WORK TASK:
Once the records below have been read, copy them all out exactly.

PROVIDED RECORDS: Begin

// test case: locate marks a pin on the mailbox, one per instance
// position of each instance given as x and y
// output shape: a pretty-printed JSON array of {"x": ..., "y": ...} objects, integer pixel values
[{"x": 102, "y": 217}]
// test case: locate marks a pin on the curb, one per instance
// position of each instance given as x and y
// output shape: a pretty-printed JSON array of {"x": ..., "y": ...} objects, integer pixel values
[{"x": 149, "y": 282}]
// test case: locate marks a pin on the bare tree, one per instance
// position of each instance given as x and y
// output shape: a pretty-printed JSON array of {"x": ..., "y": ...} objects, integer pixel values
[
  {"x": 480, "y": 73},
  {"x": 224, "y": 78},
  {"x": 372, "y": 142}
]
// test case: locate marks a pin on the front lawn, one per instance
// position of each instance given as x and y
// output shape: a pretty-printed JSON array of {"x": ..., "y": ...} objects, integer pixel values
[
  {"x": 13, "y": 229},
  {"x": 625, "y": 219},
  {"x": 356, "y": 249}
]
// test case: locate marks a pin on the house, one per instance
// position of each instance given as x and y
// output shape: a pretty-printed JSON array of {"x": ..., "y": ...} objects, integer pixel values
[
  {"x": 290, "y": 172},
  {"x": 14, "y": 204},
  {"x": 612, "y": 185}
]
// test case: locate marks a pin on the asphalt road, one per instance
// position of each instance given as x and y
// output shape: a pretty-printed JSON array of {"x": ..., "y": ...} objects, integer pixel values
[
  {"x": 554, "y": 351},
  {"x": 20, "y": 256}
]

PROVIDED RECORDS: End

RESULT OF THIS EXERCISE:
// test case: locate marks a pin on the mailbox, one per instance
// position of each instance given as x and y
// output shape: a pretty-printed JSON array of {"x": ..., "y": ...} objects, integer pixel values
[{"x": 102, "y": 217}]
// test case: locate marks a pin on the curb, one per instance
// position of each instance given as x and y
// output shape: a pretty-printed JSON array of {"x": ..., "y": ...} objects, integer pixel values
[{"x": 149, "y": 282}]
// test case: locate marks a pin on the bare tree, one per instance
// position of each instance given as x and y
// output shape: a pretty-printed JSON array of {"x": ..., "y": ...} objects, integer pixel values
[
  {"x": 480, "y": 73},
  {"x": 224, "y": 78},
  {"x": 372, "y": 142}
]
// test case: locate marks a pin on the front lawn, one per instance
// position of each instance given as x and y
// output shape: a pretty-printed JSON array of {"x": ..., "y": ...} objects, integer pixel values
[
  {"x": 13, "y": 229},
  {"x": 625, "y": 219},
  {"x": 356, "y": 249}
]
// test case: locate marks a pin on the house, one per instance
// position of each instance given as x and y
// output shape: a pretty-printed JSON array of {"x": ..., "y": ...} objects, integer pixel values
[
  {"x": 290, "y": 172},
  {"x": 14, "y": 204},
  {"x": 612, "y": 185}
]
// test case: locate marks a pin on the asphalt road, one per instance
// position of each instance given as x and y
// output shape: a pretty-printed JSON array of {"x": ..., "y": ...} objects, integer pixel values
[
  {"x": 554, "y": 351},
  {"x": 20, "y": 256}
]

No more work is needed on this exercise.